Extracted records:
--

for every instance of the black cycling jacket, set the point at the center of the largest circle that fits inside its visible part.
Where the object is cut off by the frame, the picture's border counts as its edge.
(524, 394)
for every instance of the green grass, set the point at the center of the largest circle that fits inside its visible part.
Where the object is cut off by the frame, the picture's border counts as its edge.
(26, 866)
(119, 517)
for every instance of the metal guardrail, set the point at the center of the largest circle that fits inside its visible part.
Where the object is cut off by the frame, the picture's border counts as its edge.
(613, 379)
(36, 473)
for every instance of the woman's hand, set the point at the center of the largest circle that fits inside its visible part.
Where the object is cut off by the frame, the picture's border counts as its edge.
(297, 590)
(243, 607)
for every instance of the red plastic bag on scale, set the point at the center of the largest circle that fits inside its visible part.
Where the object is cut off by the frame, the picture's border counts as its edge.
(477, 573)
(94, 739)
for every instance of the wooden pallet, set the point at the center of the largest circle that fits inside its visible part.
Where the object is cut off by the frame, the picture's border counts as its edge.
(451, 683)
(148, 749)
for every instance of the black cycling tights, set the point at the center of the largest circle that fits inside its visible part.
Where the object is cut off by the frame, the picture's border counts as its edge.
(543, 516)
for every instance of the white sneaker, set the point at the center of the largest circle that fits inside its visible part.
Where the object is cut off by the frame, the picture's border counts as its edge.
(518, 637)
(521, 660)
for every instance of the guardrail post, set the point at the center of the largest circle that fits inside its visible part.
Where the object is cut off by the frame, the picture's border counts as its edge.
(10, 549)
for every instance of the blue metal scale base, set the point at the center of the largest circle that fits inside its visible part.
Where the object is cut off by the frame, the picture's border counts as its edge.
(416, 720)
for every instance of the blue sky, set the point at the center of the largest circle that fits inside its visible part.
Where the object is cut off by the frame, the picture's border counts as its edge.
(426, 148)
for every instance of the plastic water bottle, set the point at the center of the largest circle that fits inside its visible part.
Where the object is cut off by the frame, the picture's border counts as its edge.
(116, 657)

--

Your instructions:
Transcribe the records above in full, exactly as they stand.

Answer area:
for every instance of the black cycling jacket, set the point at the center of the largest circle that fits inside its visible part.
Where the object is cut off by the frame, the picture's border counts as its edge.
(524, 394)
for every instance of the green grass, set the point at the center of the largest circle that fits inside its visible part.
Where the object is cut off by the frame, the picture's border counts as its edge.
(26, 866)
(119, 517)
for every instance of the metal guardrail, set the point at the center of the largest circle that fits inside its visible part.
Where the object is cut off by the frame, the picture's border counts as its edge.
(613, 379)
(36, 473)
for every instance of the woman's hand, set the point at the center of the largest circle that fits inside its visible part.
Where the object is cut off by the frame, the picture's border counts as its edge.
(297, 590)
(243, 607)
for every instance of the red plastic bag on scale, set the point at the center of the largest circle that fits inside its visible part.
Where the object is cut off by the frame, the picture's border counts as its edge.
(477, 573)
(94, 739)
for every instance of the wooden pallet, set the point at the center of the largest circle that fits inside its visible part.
Where the object is cut off by the frame, the picture's border counts as its edge.
(451, 683)
(148, 749)
for every instance of the black cycling tights, set the point at the center of the largest circle that fits inside its visible part.
Where the object is cut off by the frame, the picture's border counts as its edge.
(543, 516)
for every instance of the white sneaker, set the point at the center of the largest circle that fits inside its visible part.
Where the object is cut off by the frame, the picture's border counts as its edge.
(518, 637)
(521, 660)
for every instance of the guardrail post, set the point at the center of the largest circle that fits inside its visible part.
Where the object is cut off by the frame, the picture's border counts as its edge.
(10, 549)
for every instance of the blue metal scale base, set the point at the center of the largest circle that fits inside its visible part.
Where the object is cut off by the frame, the picture's border counts as its edge.
(416, 720)
for every instance of the blue sky, set the point at the center of the largest circle that fits inside its visible part.
Where the object is cut off by the frame, the picture's border counts as its edge.
(426, 148)
for every instance of the plastic water bottle, set the point at the center of the largest circle that fits inside its visible part.
Where the object is cut off by the frame, the picture's border counts as its edge.
(116, 657)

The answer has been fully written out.